## Source passage

Ladies from Hell

A poem from the archive 

Continuing on from our El Alamein 80th Anniversary special, this poem is about the Highland soldier in the Middle East and North Africa during WWII. The poem is one of several written by Captain Lionel Leslie who served with the Cameron Highlanders in India from 1923-26 and then again in 1939-45 after being recalled from the Regular Army Reserve of Officers.

Die Damen aus der Hölle (Ladies from Hell) was a nickname apparently given by the Germans to soldiers of the Highland battalions in WWI. Back then the Highlanders still wore kilts as regular battle fatigues, and were always accompanied by the regimental pipers as they stormed over the top, the skirl of the pipes providing a clarion call and rallying point much as it had done during the famous ‘Highland Charges’ of centuries earlier.

## Aim
Transcribe the passage about the Ladies from Hell word for word, from "Continuing on from" to "Reserve of Officers.". The data below is separate from the passage about the Ladies from Hell.

## Entries provided
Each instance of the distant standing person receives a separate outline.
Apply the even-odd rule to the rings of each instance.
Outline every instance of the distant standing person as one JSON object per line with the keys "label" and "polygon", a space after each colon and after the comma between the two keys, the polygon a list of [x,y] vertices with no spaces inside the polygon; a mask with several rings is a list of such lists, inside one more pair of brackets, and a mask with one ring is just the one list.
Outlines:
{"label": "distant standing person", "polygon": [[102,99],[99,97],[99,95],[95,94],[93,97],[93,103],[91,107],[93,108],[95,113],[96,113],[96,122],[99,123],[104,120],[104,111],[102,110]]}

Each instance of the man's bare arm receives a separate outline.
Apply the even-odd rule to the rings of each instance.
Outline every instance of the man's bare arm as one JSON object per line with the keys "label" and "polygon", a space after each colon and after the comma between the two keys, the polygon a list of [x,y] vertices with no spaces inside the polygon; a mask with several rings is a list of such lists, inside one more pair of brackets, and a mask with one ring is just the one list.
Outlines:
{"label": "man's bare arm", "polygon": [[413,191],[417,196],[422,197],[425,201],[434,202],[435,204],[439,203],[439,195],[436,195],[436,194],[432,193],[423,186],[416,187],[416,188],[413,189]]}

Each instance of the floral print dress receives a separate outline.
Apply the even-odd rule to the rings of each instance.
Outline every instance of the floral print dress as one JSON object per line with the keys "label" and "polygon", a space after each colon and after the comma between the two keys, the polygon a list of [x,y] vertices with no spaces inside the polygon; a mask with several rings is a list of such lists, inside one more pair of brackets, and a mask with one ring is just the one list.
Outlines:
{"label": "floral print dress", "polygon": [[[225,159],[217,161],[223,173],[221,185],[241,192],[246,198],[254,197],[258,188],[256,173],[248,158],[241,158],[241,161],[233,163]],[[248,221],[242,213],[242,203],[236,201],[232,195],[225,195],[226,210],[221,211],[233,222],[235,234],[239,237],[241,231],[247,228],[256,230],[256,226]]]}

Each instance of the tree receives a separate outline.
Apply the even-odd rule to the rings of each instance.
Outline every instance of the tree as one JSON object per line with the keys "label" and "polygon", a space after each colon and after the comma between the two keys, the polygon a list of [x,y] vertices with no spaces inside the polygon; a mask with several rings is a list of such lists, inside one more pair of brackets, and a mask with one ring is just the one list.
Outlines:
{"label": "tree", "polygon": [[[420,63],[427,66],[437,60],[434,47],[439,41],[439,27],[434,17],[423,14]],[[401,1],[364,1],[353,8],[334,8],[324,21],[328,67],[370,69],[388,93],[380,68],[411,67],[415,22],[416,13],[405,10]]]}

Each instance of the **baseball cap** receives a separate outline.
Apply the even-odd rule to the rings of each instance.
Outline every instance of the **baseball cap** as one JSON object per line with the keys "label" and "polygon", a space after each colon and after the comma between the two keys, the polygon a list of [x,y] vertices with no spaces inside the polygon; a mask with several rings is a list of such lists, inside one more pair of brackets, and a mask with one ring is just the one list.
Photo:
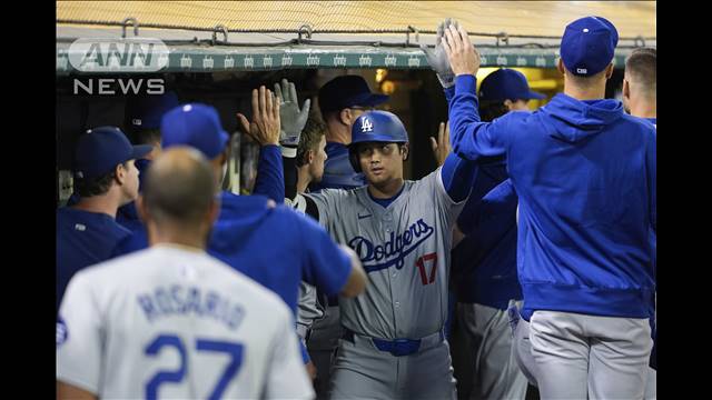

## Solved problem
Continuing on from our El Alamein 80th Anniversary special, this poem is about the Highland soldier in the Middle East and North Africa during WWII. The poem is one of several written by Captain Lionel Leslie who served with the Cameron Highlanders in India from 1923-26 and then again in 1939-45 after being recalled from the Regular Army Reserve of Officers.